EXERCISE SET:
A) According to the road safety article, how many children and infants have died on the roads in the past 15 years?
B) The photo caption in the road safety article names people who appeared with Roberta Connolly at the campaign launch. List each of them with the age given.

SUPPLIED PASSAGE:

[Start of Attachment]

Wednesday 22 November 2017

One-third of children killed in collisions had no safety belt

Roberta Connolly – who suffered brain damage when she was hit by a car at the age of 10 – with Clodagh Magee (5), Kady McKeown (6) and Bailey Wilson (5) at the launch of the Road Safety Association’s ‘Back to School’ campaign in Dublin yesterday. Pic Tom Burke
Roberta Connolly – who suffered brain damage when she was hit by a car at the age of 10 – with Clodagh Magee (5), Kady McKeown (6) and Bailey Wilson (5) at the launch of the Road Safety Association’s ‘Back to School’ campaign in Dublin yesterday. Pic Tom Burke
Paul Melia

Paul Melia

One in three children killed on the roads were not wearing a safety belt or appropriate restraint in the collision which cost them their lives.

Some 262 children and infants have died on the roads in the past 15 years, new research from the Road Safety Authority (RSA) shows, with the numbers killed so far this year more than double 2013's death toll.

[End of Attachment]

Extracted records
[Start of Attachment]

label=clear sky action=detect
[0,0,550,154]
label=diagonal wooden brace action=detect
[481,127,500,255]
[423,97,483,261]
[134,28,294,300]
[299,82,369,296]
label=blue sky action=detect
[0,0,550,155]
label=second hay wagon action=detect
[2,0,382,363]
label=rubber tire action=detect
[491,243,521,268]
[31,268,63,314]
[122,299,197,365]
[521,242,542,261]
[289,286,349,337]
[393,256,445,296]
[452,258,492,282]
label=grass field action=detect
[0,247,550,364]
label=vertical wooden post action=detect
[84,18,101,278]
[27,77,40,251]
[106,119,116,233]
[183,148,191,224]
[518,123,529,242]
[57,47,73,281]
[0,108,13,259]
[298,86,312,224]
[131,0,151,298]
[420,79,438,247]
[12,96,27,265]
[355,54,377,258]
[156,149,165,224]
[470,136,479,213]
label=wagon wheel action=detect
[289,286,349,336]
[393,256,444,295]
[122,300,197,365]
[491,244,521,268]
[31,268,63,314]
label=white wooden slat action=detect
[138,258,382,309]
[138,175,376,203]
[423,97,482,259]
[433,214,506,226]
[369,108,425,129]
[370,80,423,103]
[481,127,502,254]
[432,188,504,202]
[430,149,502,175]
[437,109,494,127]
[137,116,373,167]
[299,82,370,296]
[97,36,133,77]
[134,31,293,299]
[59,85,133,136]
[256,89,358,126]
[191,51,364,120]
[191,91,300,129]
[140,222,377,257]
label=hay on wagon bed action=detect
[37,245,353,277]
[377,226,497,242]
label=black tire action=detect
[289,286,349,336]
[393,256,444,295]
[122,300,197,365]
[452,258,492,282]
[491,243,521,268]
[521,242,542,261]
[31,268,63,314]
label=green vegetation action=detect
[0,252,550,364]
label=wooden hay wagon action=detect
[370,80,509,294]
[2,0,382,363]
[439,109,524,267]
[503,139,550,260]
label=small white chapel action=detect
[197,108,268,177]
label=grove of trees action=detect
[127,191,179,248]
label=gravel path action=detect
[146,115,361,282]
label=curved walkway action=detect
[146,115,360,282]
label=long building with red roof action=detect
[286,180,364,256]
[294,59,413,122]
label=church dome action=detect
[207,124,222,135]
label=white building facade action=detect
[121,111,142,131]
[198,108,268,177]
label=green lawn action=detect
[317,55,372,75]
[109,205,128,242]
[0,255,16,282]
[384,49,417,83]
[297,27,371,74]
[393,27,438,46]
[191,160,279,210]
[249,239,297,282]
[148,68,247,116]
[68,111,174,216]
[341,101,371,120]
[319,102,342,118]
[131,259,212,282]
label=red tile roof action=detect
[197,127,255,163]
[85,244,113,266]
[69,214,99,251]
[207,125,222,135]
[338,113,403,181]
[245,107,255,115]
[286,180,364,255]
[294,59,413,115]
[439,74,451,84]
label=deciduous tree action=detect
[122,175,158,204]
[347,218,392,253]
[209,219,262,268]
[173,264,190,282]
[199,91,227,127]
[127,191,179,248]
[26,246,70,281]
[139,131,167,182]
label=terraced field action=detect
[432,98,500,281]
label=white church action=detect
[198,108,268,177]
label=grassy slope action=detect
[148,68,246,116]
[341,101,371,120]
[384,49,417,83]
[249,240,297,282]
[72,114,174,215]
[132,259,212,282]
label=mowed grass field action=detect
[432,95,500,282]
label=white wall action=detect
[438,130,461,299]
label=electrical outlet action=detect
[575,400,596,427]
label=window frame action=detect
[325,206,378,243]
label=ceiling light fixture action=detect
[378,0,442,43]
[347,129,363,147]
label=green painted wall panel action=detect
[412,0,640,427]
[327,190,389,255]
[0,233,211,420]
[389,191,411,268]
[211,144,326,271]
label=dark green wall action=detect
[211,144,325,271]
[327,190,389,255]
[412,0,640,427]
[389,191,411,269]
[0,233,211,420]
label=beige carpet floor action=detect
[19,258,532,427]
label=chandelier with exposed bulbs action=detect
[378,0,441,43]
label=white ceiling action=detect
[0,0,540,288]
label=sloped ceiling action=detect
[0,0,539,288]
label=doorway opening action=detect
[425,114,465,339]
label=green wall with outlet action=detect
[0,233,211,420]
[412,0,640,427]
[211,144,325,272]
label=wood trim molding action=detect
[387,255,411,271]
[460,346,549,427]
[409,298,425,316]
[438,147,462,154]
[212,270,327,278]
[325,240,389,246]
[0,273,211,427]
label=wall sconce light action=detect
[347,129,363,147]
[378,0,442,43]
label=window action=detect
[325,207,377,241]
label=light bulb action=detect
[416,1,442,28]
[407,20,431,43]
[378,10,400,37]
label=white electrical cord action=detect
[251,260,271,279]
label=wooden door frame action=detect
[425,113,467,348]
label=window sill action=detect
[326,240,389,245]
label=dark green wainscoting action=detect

[End of Attachment]

RESULTS FOR THE EXERCISE:
A) 262

B)
Clodagh Magee (5)
Kady McKeown (6)
Bailey Wilson (5)